DATA LINES:
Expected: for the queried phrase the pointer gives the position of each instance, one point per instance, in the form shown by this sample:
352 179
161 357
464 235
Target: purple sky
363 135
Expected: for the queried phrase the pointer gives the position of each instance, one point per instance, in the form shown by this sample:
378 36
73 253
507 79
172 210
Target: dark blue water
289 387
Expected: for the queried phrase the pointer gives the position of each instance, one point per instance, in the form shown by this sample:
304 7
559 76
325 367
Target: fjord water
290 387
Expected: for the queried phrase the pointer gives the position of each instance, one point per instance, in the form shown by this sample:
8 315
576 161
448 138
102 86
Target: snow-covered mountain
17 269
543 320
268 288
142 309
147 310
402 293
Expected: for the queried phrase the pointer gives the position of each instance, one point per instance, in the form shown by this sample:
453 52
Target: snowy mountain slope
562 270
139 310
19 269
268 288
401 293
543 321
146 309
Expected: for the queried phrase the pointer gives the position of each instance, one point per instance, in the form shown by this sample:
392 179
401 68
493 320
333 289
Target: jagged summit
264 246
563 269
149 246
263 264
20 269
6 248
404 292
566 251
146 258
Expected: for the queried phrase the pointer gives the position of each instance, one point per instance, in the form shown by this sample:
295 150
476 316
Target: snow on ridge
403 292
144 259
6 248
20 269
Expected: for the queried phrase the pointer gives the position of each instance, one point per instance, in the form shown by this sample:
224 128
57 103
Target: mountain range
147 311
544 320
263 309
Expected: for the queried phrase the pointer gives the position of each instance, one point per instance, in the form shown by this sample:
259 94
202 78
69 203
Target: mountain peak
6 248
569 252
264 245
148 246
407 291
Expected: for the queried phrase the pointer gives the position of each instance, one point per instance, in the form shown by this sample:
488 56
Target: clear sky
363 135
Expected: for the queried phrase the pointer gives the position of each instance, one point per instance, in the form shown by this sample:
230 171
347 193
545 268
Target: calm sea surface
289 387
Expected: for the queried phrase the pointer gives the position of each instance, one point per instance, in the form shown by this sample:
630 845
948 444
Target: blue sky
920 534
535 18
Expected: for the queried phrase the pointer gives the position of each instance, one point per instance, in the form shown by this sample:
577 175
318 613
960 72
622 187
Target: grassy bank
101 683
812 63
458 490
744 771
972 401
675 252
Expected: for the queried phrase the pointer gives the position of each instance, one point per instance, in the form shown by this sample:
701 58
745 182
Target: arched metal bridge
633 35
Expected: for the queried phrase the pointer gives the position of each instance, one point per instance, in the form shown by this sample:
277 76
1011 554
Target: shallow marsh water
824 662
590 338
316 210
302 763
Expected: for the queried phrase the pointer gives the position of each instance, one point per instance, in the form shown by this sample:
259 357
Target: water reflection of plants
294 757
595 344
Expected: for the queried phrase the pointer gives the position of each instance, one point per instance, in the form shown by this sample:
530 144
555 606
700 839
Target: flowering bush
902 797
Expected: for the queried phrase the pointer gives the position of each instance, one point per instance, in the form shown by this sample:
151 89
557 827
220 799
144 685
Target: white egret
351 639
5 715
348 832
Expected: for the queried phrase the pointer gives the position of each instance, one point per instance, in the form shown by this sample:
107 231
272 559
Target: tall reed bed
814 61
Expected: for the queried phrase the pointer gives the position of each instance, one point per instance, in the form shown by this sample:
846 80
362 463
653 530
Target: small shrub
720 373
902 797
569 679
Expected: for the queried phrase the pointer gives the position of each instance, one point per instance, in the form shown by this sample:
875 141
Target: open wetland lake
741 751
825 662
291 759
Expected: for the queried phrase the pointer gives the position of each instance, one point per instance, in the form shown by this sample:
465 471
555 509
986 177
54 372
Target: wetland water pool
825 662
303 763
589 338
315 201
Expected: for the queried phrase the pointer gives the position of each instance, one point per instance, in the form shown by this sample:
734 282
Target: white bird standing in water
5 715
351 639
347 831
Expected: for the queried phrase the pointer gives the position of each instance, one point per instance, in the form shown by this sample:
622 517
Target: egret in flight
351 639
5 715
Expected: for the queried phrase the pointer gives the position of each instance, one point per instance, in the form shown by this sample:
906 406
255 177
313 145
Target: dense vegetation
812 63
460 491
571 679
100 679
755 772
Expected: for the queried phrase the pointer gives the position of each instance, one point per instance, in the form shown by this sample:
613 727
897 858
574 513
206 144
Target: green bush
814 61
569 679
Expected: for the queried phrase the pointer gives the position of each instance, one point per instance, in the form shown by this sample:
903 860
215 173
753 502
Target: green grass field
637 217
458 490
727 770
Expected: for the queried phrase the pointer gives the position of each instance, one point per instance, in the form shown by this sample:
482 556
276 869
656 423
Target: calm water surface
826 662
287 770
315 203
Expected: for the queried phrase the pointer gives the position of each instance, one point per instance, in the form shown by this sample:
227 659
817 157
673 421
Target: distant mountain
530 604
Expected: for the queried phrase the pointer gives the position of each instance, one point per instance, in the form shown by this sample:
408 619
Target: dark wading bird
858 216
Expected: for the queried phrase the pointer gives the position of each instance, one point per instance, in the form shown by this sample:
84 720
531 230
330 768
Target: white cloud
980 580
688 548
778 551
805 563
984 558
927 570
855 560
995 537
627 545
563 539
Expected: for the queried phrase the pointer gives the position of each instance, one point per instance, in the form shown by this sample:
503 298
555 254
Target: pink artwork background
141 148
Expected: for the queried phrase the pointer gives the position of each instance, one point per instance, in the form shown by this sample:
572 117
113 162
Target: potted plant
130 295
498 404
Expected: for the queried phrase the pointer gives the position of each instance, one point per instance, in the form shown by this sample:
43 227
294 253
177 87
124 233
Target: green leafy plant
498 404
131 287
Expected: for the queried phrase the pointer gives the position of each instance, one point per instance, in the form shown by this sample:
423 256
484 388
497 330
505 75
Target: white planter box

WHAT TO WORK ON: List every line in the items above that contains the word "bird". Case counts.

SOLUTION BELOW:
Target: white bird standing in water
Target: dark wading bird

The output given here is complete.